Vous pensez que je vais me plaindre?
Automne 1918. Puis l’hiver, le printemps, l’été, un autre automne, en 1919. Quelque part dans une rue de Saint-Ludger, ou ailleurs à Rivière-du-Loup. Quelque part à Saint-Hubert, à Saint-Pascal, à Trois-Pistoles, quelque part n’importe où sur la terre.
La guerre vient de finir, la guerre des tranchées, la guerre des premiers aéroplanes et des rats, de la grosse Bertha et des premiers gaz utilisés comme armes mortelles. 650 000 Canadiens font cette guerre. 149 732 blessés canadiens, 66 944 morts. Je n’ai pas de chiffres pour le Québec, mais nous savons tous que les petits gars du Bas-Saint-Laurent, de la Gaspésie, du Kamouraska et du Témiscouata ont fait leur part et plus que leur part.
Et les autres, les civils? Pendant les années de guerre ils ont vécu les rationnements, grattant le beurre et les allumettes, ménageant l’essence et l’huile à lampe, s’habillant pour plusieurs de culottes d’étoffe et de robes taillées dans des poches de farine. Et là, la guerre est finie, les petits gars vont revenir, la vie va reprendre… Mais ils apportent avec eux la grippe espagnole. La « Grande Guerre » avait tué autour de 9 millions de soldats et à peu près le même nombre de civils. La grippe espagnole, elle, va en tuer DIX FOIS PLUS.
Quelque part à Saint-Hubert, à Saint-Pascal, à Trois-Pistoles, 1918-1919, dans des petites maisons en planches brutes, sans électricité, sans eau courante souvent, sans papier de toilettes et sans toilettes la plupart du temps, nos grands-parents et arrière-grands-parents écoutaient sonner le glas aux clochers des églises. Jusqu’à ce que des évêques ordonnent de ne plus sonner le glas chaque fois, pour ne pas démoraliser les vivants.
Du savon? Un peu de « savon du pays », sûrement pas du Purell! Les nouvelles? Pas de radio, pas de télévision, très peu de téléphones, bien sûr pas d’ordinateurs, de tablettes, de portables intelligents, d’Internet. Les journaux, l’Action catholique, la Presse, arrivent le lendemain de leur parution.

* * * * * * * * *

- _Série de tâches_:
• A. Répondez brièvement à ces questions sur l'extrait choisi.
(i) Combien de Canadiens ont fait cette guerre ?
(ii) Qu'ont ordonné des évêques au sujet du glas ?
(iii) Quand les journaux arrivent-ils ?
• B. Dites si chaque affirmation concorde avec l'extrait choisi, en répondant par oui ou par non et en citant les mots décisifs.
(i) L'auteur dispose de chiffres pour le Québec.
(ii) La Grande Guerre a tué autour de 9 millions de soldats.
(iii) Les téléphones étaient nombreux à l'époque.
• C. Restituez tout le passage de l'extrait choisi qui va de « Et les autres, les » jusqu'à « DIX FOIS PLUS. ».

Éléments d'un jeu de données:
* * * * * * * * *

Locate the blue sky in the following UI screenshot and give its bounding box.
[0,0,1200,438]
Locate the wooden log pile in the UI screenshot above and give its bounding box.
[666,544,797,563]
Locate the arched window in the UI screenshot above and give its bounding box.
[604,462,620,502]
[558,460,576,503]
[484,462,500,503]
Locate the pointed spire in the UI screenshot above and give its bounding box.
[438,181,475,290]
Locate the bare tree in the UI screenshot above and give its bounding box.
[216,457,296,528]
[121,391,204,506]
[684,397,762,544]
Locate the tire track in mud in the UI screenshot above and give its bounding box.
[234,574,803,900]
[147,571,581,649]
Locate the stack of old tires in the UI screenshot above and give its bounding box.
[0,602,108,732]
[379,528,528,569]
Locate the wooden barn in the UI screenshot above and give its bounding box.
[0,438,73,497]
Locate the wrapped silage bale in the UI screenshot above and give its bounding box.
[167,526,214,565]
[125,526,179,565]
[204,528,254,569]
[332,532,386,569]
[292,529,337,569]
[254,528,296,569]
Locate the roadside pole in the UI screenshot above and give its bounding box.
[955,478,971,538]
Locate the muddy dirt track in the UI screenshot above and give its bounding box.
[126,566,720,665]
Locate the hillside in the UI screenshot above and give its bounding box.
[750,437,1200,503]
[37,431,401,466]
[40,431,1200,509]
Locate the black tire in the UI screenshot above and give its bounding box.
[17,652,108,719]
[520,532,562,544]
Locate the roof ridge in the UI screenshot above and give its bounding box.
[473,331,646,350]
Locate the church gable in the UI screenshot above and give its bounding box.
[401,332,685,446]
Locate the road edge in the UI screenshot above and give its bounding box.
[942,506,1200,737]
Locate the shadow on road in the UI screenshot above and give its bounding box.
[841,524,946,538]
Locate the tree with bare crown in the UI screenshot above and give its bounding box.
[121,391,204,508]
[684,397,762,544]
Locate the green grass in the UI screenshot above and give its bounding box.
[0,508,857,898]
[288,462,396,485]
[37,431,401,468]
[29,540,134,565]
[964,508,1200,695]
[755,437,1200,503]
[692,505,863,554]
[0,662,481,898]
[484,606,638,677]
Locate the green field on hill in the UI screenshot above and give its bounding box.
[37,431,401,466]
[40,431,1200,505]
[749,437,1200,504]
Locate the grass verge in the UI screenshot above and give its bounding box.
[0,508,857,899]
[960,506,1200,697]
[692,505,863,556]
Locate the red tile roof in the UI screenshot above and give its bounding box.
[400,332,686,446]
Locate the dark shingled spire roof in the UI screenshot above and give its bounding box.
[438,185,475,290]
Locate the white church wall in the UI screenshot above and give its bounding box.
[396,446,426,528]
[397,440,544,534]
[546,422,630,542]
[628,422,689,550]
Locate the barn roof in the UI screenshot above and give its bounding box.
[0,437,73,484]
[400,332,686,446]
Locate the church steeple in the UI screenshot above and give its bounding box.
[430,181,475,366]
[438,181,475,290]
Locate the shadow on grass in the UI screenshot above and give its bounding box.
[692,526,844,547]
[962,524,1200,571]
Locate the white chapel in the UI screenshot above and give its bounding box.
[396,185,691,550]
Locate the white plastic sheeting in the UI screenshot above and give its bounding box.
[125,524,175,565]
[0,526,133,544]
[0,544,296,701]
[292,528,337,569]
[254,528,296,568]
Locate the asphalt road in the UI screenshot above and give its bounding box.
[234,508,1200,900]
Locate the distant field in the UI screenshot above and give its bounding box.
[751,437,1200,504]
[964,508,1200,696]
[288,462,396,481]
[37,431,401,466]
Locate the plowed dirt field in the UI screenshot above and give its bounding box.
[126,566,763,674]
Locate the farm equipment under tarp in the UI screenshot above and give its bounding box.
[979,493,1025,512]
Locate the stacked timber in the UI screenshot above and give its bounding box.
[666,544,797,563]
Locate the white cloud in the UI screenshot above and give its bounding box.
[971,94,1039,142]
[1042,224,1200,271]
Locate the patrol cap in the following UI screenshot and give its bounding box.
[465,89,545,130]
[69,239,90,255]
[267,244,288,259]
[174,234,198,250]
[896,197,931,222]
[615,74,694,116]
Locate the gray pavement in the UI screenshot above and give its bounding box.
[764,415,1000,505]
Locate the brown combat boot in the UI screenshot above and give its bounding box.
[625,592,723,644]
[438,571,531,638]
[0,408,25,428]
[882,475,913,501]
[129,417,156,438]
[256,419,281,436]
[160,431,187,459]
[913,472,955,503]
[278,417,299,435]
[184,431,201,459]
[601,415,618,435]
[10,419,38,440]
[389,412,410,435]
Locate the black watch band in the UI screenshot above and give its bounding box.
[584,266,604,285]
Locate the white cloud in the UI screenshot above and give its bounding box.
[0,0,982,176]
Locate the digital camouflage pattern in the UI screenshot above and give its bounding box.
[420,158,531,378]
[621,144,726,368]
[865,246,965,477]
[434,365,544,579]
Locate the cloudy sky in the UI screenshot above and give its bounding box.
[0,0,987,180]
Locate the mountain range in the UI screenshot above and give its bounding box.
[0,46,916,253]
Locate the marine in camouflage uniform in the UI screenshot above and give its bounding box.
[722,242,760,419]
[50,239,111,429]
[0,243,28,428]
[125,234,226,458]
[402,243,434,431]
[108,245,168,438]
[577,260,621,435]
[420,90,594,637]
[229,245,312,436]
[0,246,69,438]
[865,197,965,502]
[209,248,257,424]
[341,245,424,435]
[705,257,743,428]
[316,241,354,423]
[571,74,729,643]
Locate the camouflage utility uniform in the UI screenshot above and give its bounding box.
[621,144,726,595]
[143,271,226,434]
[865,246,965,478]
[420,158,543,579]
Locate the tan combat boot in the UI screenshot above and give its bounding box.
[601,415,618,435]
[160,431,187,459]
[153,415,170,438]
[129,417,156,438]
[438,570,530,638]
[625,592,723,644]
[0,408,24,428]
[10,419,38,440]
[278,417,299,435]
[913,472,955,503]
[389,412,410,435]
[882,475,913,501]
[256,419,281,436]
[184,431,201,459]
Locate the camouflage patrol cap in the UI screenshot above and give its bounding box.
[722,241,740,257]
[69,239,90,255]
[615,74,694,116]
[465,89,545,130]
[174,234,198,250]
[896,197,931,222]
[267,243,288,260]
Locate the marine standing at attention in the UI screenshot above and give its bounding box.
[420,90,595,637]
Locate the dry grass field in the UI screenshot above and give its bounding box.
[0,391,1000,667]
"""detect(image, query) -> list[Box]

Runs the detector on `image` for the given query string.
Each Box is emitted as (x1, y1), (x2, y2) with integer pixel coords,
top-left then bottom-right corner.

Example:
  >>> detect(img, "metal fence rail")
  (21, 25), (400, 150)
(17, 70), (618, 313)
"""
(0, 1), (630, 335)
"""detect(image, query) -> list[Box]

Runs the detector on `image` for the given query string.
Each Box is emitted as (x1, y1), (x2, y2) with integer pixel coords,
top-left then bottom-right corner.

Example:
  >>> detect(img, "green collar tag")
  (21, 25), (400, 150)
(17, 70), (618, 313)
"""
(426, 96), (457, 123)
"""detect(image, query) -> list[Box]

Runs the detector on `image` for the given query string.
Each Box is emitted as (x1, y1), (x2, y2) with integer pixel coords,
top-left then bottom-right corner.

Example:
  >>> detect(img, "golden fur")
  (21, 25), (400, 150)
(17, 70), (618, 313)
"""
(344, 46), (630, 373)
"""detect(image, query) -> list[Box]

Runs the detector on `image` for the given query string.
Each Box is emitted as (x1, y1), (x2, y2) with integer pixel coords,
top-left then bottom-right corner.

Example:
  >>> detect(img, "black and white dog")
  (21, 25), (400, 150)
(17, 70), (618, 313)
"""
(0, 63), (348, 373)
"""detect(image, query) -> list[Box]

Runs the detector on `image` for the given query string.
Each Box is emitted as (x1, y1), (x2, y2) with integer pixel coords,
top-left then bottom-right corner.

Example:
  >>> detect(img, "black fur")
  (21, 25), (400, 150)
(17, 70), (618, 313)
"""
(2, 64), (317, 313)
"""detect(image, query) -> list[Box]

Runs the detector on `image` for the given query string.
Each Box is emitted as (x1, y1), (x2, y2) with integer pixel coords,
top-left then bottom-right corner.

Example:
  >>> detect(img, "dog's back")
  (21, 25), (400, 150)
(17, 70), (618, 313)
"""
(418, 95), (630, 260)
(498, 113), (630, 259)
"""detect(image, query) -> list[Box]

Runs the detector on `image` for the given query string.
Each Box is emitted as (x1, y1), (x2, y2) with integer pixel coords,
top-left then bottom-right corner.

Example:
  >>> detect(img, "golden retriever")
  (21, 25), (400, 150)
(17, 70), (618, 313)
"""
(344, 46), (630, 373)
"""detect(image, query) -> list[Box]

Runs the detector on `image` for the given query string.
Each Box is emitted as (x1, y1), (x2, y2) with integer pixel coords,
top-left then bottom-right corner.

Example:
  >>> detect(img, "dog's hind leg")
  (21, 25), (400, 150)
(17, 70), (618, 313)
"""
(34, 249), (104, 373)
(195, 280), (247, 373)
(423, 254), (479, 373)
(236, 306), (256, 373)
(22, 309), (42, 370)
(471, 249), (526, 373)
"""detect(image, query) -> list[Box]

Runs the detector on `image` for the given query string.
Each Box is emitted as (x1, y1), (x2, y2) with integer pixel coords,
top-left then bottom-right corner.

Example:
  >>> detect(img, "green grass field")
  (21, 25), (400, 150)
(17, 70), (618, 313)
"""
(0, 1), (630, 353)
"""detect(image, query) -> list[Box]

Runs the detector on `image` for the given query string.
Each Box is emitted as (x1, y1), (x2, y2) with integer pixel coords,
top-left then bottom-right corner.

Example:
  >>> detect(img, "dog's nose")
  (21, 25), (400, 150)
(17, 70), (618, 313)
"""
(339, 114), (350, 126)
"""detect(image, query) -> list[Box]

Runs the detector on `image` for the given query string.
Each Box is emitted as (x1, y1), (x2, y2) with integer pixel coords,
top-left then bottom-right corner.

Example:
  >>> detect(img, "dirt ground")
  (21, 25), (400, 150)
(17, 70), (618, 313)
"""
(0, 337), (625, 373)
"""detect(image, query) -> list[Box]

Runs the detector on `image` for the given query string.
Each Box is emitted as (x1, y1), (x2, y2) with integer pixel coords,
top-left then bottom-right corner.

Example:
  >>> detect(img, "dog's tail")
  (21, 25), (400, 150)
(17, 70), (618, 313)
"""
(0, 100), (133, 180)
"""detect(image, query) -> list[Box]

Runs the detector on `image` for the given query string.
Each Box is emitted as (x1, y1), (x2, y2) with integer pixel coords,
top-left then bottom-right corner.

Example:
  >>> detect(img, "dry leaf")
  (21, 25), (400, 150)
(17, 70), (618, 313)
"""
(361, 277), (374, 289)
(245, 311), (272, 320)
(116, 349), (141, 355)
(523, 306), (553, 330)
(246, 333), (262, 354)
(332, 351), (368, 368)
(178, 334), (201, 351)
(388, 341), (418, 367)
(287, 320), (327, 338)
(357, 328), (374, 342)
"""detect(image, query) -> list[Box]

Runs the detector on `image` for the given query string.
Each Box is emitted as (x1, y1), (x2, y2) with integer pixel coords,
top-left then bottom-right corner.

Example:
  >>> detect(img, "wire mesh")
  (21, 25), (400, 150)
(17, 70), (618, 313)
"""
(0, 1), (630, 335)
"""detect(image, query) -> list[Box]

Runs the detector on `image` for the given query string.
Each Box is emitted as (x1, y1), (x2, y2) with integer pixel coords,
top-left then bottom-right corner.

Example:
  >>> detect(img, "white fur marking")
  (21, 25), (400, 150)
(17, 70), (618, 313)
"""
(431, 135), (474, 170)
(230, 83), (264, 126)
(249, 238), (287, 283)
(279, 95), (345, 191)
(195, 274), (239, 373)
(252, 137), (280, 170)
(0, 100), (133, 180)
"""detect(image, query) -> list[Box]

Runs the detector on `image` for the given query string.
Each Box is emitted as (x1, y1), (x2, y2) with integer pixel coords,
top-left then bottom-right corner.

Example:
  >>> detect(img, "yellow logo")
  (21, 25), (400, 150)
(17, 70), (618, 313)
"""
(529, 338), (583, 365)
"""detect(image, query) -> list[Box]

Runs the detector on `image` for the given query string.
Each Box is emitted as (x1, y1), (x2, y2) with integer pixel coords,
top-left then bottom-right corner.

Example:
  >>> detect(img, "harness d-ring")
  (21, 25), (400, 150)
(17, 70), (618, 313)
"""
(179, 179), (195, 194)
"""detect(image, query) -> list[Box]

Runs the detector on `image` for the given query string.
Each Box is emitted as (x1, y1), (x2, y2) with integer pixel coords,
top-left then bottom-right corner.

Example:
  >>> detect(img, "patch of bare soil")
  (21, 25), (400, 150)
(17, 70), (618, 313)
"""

* * * * * * * * *

- _Réponses attendues_:
• A.
(i) 650 000.
(ii) De ne plus sonner le glas chaque fois, pour ne pas démoraliser les vivants.
(iii) Le lendemain de leur parution.

• B.
(i) Non : « Je n’ai pas de chiffres pour le Québec ».
(ii) Oui : « avait tué autour de 9 millions de soldats ».
(iii) Non : « très peu de téléphones ».

• C.
Et les autres, les civils? Pendant les années de guerre ils ont vécu les rationnements, grattant le beurre et les allumettes, ménageant l’essence et l’huile à lampe, s’habillant pour plusieurs de culottes d’étoffe et de robes taillées dans des poches de farine. Et là, la guerre est finie, les petits gars vont revenir, la vie va reprendre… Mais ils apportent avec eux la grippe espagnole. La « Grande Guerre » avait tué autour de 9 millions de soldats et à peu près le même nombre de civils. La grippe espagnole, elle, va en tuer DIX FOIS PLUS.